(Entries drawn from a collection)

##############################

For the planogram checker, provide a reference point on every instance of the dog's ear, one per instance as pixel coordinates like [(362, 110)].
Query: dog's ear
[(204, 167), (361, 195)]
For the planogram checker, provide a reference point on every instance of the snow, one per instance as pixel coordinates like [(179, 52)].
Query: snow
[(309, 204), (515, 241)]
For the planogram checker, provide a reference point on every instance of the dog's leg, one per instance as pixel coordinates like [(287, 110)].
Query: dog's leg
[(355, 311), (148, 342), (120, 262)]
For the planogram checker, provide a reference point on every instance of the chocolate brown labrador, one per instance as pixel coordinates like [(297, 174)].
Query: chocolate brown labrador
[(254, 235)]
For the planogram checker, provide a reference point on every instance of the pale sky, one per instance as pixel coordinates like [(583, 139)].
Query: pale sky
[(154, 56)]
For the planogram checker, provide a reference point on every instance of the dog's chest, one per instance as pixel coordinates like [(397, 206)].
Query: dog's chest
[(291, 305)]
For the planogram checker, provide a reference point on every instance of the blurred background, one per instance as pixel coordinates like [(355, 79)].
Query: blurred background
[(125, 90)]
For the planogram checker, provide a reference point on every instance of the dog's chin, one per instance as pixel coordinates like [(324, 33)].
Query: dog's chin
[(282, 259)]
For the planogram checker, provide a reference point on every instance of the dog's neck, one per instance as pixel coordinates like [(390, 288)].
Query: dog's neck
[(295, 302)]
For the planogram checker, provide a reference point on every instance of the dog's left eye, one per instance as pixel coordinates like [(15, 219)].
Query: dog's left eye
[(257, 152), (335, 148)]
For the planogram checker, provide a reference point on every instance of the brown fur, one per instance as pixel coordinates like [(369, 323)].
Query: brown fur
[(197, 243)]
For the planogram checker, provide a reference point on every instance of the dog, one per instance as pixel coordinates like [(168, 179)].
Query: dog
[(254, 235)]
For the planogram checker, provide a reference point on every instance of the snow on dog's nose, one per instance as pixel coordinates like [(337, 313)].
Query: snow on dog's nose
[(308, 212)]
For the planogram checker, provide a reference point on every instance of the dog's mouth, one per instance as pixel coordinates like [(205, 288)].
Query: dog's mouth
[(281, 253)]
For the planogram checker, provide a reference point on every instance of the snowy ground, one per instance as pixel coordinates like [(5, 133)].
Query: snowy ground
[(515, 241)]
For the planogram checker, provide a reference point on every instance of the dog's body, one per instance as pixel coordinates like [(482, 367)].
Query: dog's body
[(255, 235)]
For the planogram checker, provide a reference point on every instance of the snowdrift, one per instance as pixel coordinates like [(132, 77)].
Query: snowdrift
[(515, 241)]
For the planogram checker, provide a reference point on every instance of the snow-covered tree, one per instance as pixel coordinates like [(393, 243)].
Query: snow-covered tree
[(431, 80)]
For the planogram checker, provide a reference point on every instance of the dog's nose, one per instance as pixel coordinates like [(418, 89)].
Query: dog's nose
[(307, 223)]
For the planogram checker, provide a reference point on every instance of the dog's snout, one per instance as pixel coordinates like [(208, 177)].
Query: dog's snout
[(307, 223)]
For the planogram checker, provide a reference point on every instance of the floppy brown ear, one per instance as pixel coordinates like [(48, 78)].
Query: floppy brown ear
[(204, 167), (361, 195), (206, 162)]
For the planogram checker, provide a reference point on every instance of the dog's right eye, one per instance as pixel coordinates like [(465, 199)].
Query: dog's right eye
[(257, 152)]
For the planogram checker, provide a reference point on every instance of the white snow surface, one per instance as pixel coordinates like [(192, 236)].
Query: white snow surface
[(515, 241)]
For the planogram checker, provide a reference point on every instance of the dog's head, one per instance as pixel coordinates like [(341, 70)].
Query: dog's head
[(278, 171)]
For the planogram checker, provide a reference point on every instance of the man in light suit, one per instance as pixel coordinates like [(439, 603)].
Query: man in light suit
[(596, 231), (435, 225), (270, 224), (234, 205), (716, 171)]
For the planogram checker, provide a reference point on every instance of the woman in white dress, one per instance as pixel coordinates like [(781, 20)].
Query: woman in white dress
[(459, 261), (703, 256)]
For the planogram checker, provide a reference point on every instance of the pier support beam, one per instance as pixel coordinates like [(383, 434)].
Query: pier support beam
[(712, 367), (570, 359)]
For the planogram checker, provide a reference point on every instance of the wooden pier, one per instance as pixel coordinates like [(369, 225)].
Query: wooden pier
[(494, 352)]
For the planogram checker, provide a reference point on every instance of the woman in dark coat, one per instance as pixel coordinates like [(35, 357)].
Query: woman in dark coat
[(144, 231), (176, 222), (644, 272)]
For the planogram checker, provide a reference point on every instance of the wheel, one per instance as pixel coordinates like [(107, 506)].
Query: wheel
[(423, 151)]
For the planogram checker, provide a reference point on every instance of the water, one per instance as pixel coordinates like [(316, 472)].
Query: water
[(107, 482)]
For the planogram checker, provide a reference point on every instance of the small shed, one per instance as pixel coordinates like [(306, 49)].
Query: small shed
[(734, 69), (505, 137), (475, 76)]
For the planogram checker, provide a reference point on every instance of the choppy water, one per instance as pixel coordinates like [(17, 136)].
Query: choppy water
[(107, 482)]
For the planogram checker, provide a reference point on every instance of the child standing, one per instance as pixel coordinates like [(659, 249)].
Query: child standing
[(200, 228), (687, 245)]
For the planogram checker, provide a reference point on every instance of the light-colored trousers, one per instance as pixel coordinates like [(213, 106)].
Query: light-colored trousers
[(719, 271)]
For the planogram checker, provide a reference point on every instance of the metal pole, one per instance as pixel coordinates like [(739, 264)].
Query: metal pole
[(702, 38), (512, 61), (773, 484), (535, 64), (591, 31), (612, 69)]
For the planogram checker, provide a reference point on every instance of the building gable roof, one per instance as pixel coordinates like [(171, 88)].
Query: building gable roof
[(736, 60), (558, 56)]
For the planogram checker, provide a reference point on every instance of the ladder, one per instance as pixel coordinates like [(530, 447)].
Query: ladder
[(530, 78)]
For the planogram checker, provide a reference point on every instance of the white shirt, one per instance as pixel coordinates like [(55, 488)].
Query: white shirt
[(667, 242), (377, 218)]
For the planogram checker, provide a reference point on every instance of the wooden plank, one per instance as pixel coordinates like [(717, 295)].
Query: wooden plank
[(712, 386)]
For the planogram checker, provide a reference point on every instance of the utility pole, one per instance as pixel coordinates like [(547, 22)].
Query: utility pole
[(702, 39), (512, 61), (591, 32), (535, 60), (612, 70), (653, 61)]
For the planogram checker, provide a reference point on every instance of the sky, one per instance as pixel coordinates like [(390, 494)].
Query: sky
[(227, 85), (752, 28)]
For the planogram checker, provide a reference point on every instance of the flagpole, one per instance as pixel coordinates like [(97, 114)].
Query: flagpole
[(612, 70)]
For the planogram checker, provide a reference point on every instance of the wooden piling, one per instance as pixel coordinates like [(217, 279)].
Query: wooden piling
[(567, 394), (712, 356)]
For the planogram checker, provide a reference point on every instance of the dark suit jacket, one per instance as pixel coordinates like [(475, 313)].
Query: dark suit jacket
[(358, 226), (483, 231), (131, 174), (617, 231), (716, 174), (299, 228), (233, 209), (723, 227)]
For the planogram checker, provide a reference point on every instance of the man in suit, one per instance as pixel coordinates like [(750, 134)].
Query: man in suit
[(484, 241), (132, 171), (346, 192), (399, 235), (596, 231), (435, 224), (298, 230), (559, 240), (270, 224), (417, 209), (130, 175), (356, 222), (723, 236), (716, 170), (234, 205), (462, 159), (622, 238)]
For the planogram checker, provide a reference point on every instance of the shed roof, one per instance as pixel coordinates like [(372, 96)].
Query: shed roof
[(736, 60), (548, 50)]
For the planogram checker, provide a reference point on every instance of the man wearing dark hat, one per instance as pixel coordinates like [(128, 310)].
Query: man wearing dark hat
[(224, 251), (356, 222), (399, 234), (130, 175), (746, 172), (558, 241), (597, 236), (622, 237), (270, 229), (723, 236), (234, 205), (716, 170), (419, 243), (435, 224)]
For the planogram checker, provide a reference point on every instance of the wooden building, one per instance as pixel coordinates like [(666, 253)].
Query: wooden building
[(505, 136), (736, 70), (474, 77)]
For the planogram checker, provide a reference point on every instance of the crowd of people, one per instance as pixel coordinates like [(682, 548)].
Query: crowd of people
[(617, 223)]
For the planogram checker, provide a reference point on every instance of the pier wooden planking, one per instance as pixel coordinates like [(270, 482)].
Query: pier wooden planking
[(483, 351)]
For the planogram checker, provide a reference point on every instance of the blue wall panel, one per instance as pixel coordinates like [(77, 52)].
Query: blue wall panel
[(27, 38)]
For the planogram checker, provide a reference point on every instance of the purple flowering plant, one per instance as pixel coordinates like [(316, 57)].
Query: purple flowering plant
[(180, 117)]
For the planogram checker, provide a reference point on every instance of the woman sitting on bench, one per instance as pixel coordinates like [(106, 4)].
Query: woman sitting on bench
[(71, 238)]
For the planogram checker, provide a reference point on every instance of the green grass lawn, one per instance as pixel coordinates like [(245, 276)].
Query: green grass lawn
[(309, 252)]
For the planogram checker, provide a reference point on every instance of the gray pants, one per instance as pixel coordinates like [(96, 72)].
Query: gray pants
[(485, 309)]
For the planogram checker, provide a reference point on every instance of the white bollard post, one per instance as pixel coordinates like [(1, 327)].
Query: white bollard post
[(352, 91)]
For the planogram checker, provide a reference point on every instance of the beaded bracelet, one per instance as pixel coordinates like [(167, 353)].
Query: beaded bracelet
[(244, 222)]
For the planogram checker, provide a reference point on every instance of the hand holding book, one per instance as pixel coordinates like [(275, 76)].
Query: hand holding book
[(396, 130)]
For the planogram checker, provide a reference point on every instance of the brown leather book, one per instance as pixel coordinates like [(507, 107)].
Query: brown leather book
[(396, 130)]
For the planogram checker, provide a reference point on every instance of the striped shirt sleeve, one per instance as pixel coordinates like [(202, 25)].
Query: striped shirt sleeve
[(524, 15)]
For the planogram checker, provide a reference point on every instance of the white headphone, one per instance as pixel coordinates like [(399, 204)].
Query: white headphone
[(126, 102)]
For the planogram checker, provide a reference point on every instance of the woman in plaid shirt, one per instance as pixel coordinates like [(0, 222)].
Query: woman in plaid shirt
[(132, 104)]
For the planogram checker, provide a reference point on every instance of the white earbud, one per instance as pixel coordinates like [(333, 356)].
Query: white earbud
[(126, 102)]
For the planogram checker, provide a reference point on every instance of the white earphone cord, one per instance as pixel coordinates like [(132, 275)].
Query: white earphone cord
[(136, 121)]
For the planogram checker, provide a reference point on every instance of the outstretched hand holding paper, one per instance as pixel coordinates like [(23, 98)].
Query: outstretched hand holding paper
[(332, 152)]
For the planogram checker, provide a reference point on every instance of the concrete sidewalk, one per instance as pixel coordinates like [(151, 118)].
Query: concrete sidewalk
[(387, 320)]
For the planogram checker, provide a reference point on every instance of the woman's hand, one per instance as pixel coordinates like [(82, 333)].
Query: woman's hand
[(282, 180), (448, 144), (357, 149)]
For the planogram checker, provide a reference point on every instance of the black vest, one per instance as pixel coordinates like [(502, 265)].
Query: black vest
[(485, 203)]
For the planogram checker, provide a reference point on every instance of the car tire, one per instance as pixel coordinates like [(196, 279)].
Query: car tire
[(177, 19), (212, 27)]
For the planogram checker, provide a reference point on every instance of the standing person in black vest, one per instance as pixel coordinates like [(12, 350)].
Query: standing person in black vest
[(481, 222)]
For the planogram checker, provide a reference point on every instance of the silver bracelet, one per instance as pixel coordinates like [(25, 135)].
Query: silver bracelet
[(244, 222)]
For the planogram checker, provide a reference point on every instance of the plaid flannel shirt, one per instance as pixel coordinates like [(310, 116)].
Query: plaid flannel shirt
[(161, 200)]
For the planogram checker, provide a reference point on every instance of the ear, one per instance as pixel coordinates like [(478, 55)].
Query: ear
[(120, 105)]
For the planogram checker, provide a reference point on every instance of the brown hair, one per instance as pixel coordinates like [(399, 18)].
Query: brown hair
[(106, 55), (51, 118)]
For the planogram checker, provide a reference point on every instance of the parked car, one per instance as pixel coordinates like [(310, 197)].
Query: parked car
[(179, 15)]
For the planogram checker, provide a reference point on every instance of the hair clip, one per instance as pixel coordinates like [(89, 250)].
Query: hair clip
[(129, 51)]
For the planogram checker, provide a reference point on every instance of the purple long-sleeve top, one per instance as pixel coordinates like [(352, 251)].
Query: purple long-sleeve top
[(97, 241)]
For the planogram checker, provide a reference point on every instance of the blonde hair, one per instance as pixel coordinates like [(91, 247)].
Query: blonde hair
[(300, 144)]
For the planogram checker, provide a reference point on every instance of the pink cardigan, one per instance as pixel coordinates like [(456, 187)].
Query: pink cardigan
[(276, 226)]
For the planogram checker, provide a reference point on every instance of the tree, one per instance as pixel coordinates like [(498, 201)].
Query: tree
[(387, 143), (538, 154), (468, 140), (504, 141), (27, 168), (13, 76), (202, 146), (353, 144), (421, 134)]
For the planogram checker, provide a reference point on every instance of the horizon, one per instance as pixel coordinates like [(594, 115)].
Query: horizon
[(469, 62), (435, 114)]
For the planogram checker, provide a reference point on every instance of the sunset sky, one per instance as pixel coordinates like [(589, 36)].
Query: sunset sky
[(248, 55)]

##############################

Exercise goal
Express the lines starting with the line that contains "like [(383, 434)]." and going on through the line that contains "[(144, 231), (176, 222), (644, 272)]" as a two-column CSV with the headers text and answer, one row per answer. Put each field in quotes and replace line breaks with spaces.

The result
text,answer
"For the planogram checker, provide a reference point on every instance of the pier support beam, one per instance as pixel coordinates like [(383, 434)]. Query: pier support beam","[(712, 367), (570, 359)]"
"For the planogram checker, provide a reference point on every instance of the wooden pier, one per instance as pixel coordinates like [(369, 225)]. Query: wooden pier","[(494, 352)]"
"For the planogram checker, provide a reference point on every instance of the woman in dark coat, one per instance as pixel coordinates like [(35, 357)]. Query: woman in dark coat","[(144, 231), (176, 222), (644, 272)]"